(The task): From the entries, copy each line that includes "neck".

** Opening Task input block **

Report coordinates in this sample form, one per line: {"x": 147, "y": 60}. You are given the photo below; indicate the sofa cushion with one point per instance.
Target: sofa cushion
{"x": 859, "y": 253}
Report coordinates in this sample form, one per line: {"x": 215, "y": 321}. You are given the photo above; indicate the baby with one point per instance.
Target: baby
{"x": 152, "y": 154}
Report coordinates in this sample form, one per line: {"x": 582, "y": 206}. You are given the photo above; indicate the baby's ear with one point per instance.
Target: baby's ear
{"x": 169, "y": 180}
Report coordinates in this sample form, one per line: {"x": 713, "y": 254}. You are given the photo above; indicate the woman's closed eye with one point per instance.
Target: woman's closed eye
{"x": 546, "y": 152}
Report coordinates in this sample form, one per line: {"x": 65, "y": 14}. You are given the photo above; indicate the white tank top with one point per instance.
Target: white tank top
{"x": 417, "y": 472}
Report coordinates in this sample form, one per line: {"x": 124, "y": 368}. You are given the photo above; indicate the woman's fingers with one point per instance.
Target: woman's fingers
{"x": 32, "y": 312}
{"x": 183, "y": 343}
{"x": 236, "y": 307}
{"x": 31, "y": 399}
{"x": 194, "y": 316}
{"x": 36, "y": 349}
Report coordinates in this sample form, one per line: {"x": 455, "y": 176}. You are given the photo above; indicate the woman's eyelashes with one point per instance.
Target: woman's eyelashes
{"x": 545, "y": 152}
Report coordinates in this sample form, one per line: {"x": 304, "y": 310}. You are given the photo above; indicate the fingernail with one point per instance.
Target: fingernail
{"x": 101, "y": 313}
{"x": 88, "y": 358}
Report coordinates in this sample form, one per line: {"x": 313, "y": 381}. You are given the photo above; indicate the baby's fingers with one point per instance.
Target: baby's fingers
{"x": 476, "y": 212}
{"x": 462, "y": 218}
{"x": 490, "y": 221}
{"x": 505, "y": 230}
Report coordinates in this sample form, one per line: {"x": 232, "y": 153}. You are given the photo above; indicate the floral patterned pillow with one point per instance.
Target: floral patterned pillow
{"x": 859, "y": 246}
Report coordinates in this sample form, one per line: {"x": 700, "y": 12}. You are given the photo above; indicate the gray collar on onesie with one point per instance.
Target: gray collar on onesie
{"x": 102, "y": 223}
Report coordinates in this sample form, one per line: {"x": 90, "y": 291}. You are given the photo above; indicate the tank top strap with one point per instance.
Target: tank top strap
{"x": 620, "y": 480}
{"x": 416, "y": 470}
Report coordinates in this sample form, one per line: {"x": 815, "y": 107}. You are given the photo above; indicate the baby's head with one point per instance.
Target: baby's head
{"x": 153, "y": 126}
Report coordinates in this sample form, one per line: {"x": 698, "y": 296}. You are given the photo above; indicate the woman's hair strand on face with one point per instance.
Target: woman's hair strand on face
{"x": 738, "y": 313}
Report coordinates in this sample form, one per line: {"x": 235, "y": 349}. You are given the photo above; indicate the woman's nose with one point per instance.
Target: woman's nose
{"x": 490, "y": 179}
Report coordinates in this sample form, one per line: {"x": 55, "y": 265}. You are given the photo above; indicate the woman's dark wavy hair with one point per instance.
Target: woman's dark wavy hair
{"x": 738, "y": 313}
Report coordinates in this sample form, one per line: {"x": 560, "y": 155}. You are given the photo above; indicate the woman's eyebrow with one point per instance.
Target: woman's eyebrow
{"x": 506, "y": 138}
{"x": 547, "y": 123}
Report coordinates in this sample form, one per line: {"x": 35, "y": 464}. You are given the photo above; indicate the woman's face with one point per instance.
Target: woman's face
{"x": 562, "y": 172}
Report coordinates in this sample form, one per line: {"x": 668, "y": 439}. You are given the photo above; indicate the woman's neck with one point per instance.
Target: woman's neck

** Closing Task input block **

(Exercise answer):
Report coordinates in this sample form, one per line: {"x": 668, "y": 439}. You are given the photo above; indicate the woman's neck with one point per instance.
Target: woman's neck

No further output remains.